_What is required_
Each line below should be reproduced without any alteration.

_Supplied entries_
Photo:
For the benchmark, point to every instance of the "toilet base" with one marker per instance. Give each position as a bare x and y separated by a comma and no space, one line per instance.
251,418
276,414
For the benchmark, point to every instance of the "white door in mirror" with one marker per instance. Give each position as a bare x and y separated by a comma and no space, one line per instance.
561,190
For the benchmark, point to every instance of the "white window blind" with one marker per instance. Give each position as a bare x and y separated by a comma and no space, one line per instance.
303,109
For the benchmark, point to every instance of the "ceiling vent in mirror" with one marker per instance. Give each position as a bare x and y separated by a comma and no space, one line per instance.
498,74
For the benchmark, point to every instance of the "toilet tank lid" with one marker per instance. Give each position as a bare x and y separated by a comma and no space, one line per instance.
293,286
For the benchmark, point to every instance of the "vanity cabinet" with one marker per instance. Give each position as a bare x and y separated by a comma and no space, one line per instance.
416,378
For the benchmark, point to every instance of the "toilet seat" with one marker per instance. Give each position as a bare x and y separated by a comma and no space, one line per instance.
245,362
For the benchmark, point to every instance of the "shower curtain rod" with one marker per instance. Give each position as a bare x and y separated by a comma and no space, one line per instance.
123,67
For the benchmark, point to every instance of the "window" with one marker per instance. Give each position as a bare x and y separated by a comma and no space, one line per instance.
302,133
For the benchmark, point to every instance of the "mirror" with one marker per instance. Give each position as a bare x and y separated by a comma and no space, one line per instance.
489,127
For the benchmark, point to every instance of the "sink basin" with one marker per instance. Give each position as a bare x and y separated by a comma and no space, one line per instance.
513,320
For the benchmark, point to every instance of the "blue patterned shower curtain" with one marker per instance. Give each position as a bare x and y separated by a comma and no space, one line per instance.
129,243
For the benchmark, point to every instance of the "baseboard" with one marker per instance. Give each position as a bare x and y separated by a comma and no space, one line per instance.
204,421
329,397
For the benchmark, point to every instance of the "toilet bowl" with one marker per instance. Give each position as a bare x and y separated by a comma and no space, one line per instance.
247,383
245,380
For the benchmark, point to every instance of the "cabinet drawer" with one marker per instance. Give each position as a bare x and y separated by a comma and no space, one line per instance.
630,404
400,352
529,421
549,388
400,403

_Exercise response_
Photo:
For the benchmark, point to every instance of the "toilet base" with one marker per instance. Give each position as a bare x and y separated by a comma and no space, one line per instance.
251,418
276,414
For the benchmark, point to every instance of the "white door in mirror" with one marker per instance. Give each position as a bare x and y separated by a comma and no space, one line per instance.
561,190
For the benchmark, point to every instance of the "white window blind" with one marker per instance. Give each position as a bare x and y separated by a comma and no space, one line per instance.
303,109
For the benchmark, point to every instance of the "ceiling vent in mirror" with one marker per instance. Give each position as a bare x and y separated by a comma and no space, one line per instance.
498,74
For the benchmark, point to every instance of the "toilet tank lid" with one marker per instance. Give each position as a bare x and y separated by a comma and no space, one line per instance.
293,286
For the benchmark, point to every instance of the "vanity cabinet" with one marker per instance. Give each position as a bare x and y separated by a comma and no space, one line per instance.
416,378
For the benchmark, point to every instance of the "toilet seat" with one marker per instance. Give each position as a bare x and y separated by a comma and no space, one line per instance.
245,362
For the benchmark, point to every instance of the "shower curtain rod" with one marker per instance. Give each position as a bare x and y separated by a comma and no space, one line per instance.
123,67
For the benchmark, point to every instance of the "window" with one marker per instance. Give each position as a bare x and y separated by a comma and no space, one line per instance.
302,133
For the benchmark, point to every instance of the "mirror" with one marker per instance. Give each position as a bare x and y separated by a comma and no space, one line per instance.
489,127
For the benchmark, point to every instance of the "sink basin" with one marker per instance. Give each position as a bare x and y separated by a comma and no space, one line per instance.
513,320
For the benchmark, point to every instance of the "blue patterned shower curtain" with one marker per instance. Give each position as a bare x and y separated by a comma and no space, one line per instance.
129,243
For the benchmark, point to every instance of the "baseboard" with one marker per instance. Give each position as a bare x and y separated by a comma and no space, one line per instance.
204,421
329,397
For the benchmark, point to every instance of the "toilet bowl" with one marker per instance. Give each position as a bare x and y separated by a comma and no space, one line per instance.
247,383
245,380
For the benchmark, point to every instance of the "cabinet drawer" with one marker per instance. Give each position as a bare x and y separated by a comma and no space, one line per instance.
630,404
400,352
529,421
549,388
400,403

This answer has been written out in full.